### TASK DATA
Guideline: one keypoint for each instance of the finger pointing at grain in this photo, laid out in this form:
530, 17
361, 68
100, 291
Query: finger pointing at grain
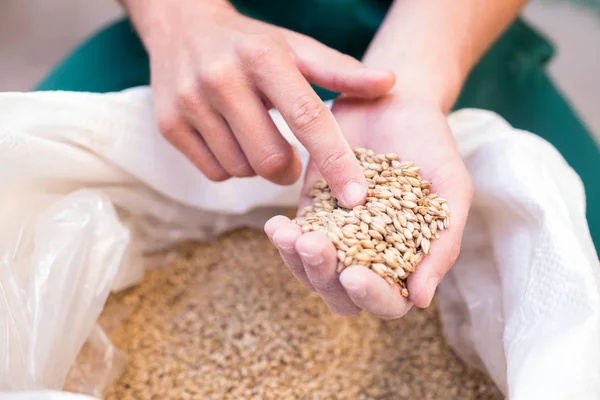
393, 231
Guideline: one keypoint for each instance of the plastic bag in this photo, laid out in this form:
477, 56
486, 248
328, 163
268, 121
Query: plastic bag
521, 302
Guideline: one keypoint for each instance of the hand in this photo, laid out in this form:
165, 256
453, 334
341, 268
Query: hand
418, 132
215, 73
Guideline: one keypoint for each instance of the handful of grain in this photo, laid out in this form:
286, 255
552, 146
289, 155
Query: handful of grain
392, 232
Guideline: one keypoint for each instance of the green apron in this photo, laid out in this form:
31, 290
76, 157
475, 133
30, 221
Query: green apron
510, 80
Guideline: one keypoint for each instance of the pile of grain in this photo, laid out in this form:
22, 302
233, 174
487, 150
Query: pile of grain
393, 231
226, 320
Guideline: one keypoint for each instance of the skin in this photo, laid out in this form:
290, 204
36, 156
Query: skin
215, 73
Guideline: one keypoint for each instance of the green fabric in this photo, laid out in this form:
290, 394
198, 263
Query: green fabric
510, 80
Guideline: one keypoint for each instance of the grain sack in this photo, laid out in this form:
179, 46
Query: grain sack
90, 187
227, 320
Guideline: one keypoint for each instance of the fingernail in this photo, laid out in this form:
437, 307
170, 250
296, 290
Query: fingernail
431, 286
311, 259
353, 194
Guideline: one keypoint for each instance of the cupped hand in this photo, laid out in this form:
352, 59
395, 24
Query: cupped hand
418, 132
215, 74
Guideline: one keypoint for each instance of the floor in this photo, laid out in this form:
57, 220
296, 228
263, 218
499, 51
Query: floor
35, 34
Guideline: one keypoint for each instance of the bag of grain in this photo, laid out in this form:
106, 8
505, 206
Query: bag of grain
89, 190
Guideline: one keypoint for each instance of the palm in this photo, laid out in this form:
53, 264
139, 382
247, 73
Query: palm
420, 134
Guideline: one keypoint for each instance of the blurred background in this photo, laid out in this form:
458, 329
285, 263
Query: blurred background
36, 34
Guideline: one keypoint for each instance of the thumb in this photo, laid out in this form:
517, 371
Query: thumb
338, 72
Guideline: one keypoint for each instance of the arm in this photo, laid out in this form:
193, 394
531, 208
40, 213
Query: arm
432, 45
216, 72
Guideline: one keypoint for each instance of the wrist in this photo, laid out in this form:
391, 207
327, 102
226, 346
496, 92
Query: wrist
423, 81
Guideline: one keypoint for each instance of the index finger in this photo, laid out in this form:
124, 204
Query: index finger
278, 78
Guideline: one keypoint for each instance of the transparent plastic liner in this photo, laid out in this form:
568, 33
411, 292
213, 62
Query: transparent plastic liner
522, 301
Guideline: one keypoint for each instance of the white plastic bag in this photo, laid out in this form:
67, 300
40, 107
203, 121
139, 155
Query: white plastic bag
66, 159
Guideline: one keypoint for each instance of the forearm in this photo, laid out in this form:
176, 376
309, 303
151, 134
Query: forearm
154, 19
432, 45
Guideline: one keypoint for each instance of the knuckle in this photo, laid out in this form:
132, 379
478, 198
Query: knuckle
169, 126
188, 98
257, 49
243, 170
215, 174
453, 254
335, 161
218, 76
306, 112
271, 165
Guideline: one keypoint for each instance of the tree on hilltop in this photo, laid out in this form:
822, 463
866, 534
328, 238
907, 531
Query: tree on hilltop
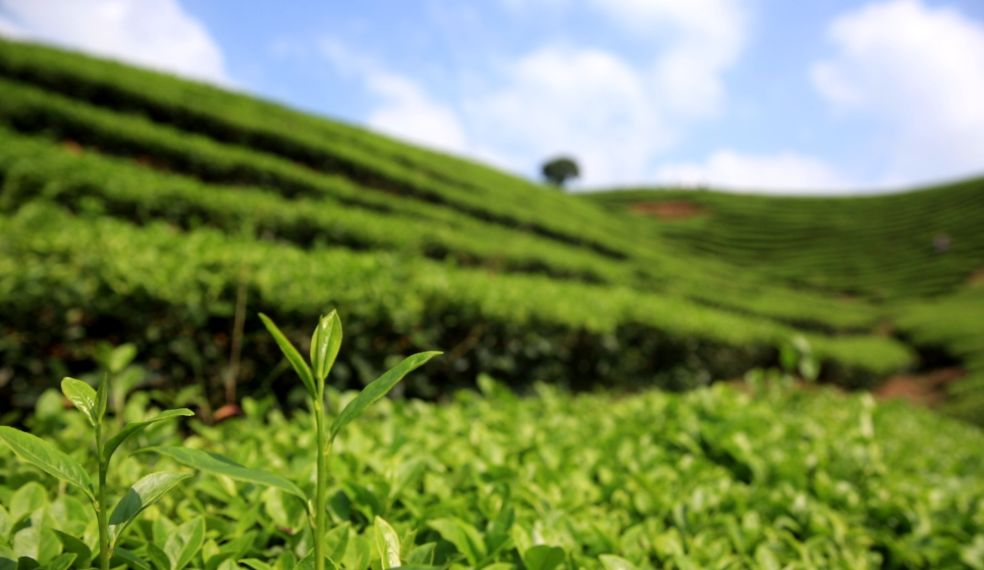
558, 170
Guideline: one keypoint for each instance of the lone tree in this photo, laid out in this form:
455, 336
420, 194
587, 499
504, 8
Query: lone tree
559, 169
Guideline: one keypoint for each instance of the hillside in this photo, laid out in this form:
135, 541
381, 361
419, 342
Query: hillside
917, 256
144, 208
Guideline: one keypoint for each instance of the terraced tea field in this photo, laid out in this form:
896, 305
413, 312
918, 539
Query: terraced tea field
146, 212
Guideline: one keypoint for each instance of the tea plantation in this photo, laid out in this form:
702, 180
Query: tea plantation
630, 379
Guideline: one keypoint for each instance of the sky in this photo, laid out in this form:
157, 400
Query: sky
818, 97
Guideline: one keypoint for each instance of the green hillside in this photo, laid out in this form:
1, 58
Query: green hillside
146, 220
212, 201
916, 256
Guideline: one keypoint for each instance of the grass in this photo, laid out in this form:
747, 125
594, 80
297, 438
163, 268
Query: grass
711, 478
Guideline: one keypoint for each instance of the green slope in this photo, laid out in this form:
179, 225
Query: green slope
883, 248
138, 206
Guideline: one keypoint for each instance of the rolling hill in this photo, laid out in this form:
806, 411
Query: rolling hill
140, 207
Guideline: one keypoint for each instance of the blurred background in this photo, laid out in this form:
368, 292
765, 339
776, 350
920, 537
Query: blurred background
707, 275
592, 193
828, 97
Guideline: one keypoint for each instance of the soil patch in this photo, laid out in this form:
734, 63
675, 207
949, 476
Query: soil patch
925, 389
668, 210
976, 278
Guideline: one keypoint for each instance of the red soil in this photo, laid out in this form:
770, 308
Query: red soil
669, 210
925, 389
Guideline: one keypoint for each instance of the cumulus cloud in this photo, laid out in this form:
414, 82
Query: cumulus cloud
407, 111
585, 102
783, 172
918, 71
706, 37
157, 34
613, 113
403, 107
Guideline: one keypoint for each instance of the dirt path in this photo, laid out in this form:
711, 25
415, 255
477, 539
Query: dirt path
668, 210
924, 389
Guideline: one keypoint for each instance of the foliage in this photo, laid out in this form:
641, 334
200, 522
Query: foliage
141, 495
152, 282
558, 170
711, 478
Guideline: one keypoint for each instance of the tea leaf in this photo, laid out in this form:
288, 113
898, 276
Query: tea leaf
47, 458
612, 562
379, 388
219, 465
294, 357
75, 546
325, 343
84, 398
133, 427
462, 535
182, 546
144, 493
387, 543
543, 557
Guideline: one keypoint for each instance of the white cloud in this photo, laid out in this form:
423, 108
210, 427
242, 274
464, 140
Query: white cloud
612, 113
157, 34
919, 72
584, 102
783, 172
407, 111
403, 108
705, 38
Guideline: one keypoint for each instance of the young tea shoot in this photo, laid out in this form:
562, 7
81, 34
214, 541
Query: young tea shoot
313, 373
48, 458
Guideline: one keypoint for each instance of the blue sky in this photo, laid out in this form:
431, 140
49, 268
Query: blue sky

### WORK TO DO
Images must not appear in the copy; reproduce everything else in the records verbatim.

### OUTPUT FOR THIS EXERCISE
Guideline: one keypoint for each instance of the finger pointing at grain in this photo, laid out in this form:
530, 17
361, 68
100, 291
Query: finger pointing at grain
393, 231
Guideline: one keypoint for each instance of the plastic bag in this photo, laid out in this form:
477, 56
486, 248
328, 163
268, 121
Query: plastic bag
521, 302
Guideline: one keypoint for each instance of the hand in this photo, laid out in this form:
165, 256
453, 334
341, 268
Query: hand
418, 132
215, 73
Guideline: one keypoint for each instance of the handful of grain in this photo, laid out in this form:
286, 255
552, 146
289, 155
Query: handful of grain
392, 232
Guideline: one keypoint for each instance of the green apron in this photo, laid out in this form:
31, 290
76, 157
475, 133
30, 221
Query: green apron
510, 80
Guideline: one keypoint for each instance of the pile of grain in this photo, laid out in this form:
22, 302
233, 174
487, 150
Query: pile of grain
393, 231
226, 320
Guideline: one keypoint for each instance of the skin in this photo, laid out in this form:
290, 204
36, 156
Query: skin
215, 73
Guideline: one keypoint for each instance of the green fabric in this photo, laid out in this form:
290, 394
198, 263
Query: green fabric
510, 80
Guideline: one keypoint for each instance of the grain sack in this photo, laid out in this form:
179, 46
Query: grain sack
90, 187
227, 320
Guideline: one keypoint for each instance of the fingernail in this photo, laid out in this form:
437, 307
170, 250
296, 290
Query: fingernail
431, 286
311, 259
353, 194
Guideline: one keypoint for each instance of the cupped hand in this photo, laid out in this form:
352, 59
395, 24
Query: cupped hand
418, 132
215, 74
Guideline: one keypoint for each instance of the floor in this photo, laid out in this form:
57, 220
296, 228
263, 218
499, 51
Query: floor
35, 34
Guideline: one keypoint for each instance of the bag of grain in this photo, laid out in this form:
106, 8
505, 206
Query: bag of grain
89, 190
Guideline: one keypoint for each instance of the palm in this photo, laid out in this form:
53, 264
139, 382
247, 73
Query: palm
420, 134
Guideline: one keypoint for each instance of the blurred background in this photo, laid out in this form:
458, 329
285, 263
Query: blurred background
36, 34
Guideline: one keypoint for each instance of the thumb in this photo, laid out in this form:
517, 371
Query: thumb
338, 72
Guideline: one keypoint for each instance of the arm in this photo, laid out in this form:
193, 394
531, 208
40, 213
Query: arm
432, 45
216, 72
Guideline: one keypoint for each instance of the wrist in this photo, laid out in this form:
391, 207
327, 102
226, 346
496, 92
Query: wrist
423, 81
Guideline: one keypoint for each instance of the index finger in this photo, laid out in this form:
124, 204
Query: index finger
278, 78
Guideline: one keypoint for each instance of the transparent plastic liner in this photo, laid out in this form:
568, 33
411, 292
213, 62
Query: transparent plastic liner
522, 301
Guideline: one keypoint for each instance of the white plastic bag in this photo, laid out in this form:
67, 300
40, 107
203, 121
139, 155
Query: white plastic bag
66, 159
Guideline: one keypoint for each instance of the forearm in this photo, laid out in this form:
176, 376
309, 303
151, 134
Query: forearm
154, 19
432, 45
Guideline: one keypoint for each instance of the knuckle in this photo, laid out in this form:
132, 379
478, 198
Query: knuckle
169, 126
188, 98
257, 49
243, 170
215, 174
453, 254
335, 161
218, 76
306, 112
271, 165
Guideline: one keypoint for each instance of the tree on hilltop in this photo, laid out in this form:
822, 463
866, 534
328, 238
907, 531
Query: tree on hilltop
558, 170
Guideline: one keypoint for each instance of the lone tree in this photo, laid out in this form:
455, 336
420, 194
587, 499
504, 8
Query: lone tree
559, 169
Guideline: one keypoint for each instance of the hillside in this photo, laid out in this form:
135, 541
381, 361
419, 342
Query: hillside
917, 256
144, 208
Guideline: one keypoint for each instance of the terraced tea field in this photo, laid out in this form:
896, 305
413, 312
918, 539
Query: terraced tea field
146, 212
Guideline: one keypoint for each instance of the tea plantation in this photo, laid out in this form:
702, 180
Query: tea plantation
630, 379
Guideline: one keypoint for each instance of the sky in this photo, laid out in this form:
157, 400
Query: sky
818, 97
Guideline: one keypoint for each instance of the green hillside in this photo, laid out in this form:
1, 58
Query: green hillside
146, 220
212, 201
916, 256
Guideline: one keypoint for each instance of the grass in this photo, laid out in this form:
747, 125
594, 80
297, 438
163, 268
Query: grass
711, 478
Guideline: one keypoint for each instance of the green slope in this photo, laid out in this form:
179, 225
Query: green slope
883, 248
138, 206
Guideline: one keypoint for each instance of the rolling hill in this photo, laid out in this form:
806, 411
Query: rolling hill
140, 207
Guideline: one keypoint for each instance of the blurred background in this photo, laid out in this form:
368, 292
765, 339
776, 350
920, 537
Query: blurred background
707, 275
592, 193
828, 97
Guideline: one keypoint for each instance of the soil patch in this photo, laid out in this form:
734, 63
675, 207
949, 476
Query: soil patch
925, 389
668, 210
976, 278
Guideline: one keypoint for each instance of the red soil in this photo, laid out in this form:
770, 308
Query: red soil
669, 210
925, 389
Guideline: one keypoint for each instance of the cumulus cloud in this photo, laid out in this form:
414, 82
Query: cumulus cloud
407, 111
585, 102
783, 172
918, 71
706, 37
157, 34
613, 113
403, 107
Guideline: one keypoint for each instance of the dirt path in this photo, laid out in this form:
711, 25
415, 255
477, 539
Query: dirt path
668, 210
924, 389
Guideline: one keypoint for each instance of the foliage in this photo, laid out in this form:
641, 334
200, 522
Query: foliage
141, 495
152, 282
558, 170
711, 478
Guideline: one keypoint for each instance of the tea leaf in this photo, laid out in this form:
288, 113
898, 276
Query: tea leaf
47, 458
612, 562
379, 388
219, 465
294, 357
75, 546
325, 343
84, 398
133, 427
462, 535
182, 546
144, 493
387, 543
543, 557
Guideline: one keypoint for each instance of the white cloud in this photo, laid out in this form:
423, 108
210, 427
242, 274
464, 140
Query: white cloud
612, 113
157, 34
919, 72
584, 102
783, 172
407, 111
403, 108
705, 38
Guideline: one keypoint for each instance of the young tea shoot in this photo, laid out in this form:
562, 7
81, 34
214, 541
Query: young tea shoot
313, 373
48, 458
Guideline: one keypoint for each instance of the blue sky in this photo, laid out in this form:
431, 140
49, 268
Query: blue sky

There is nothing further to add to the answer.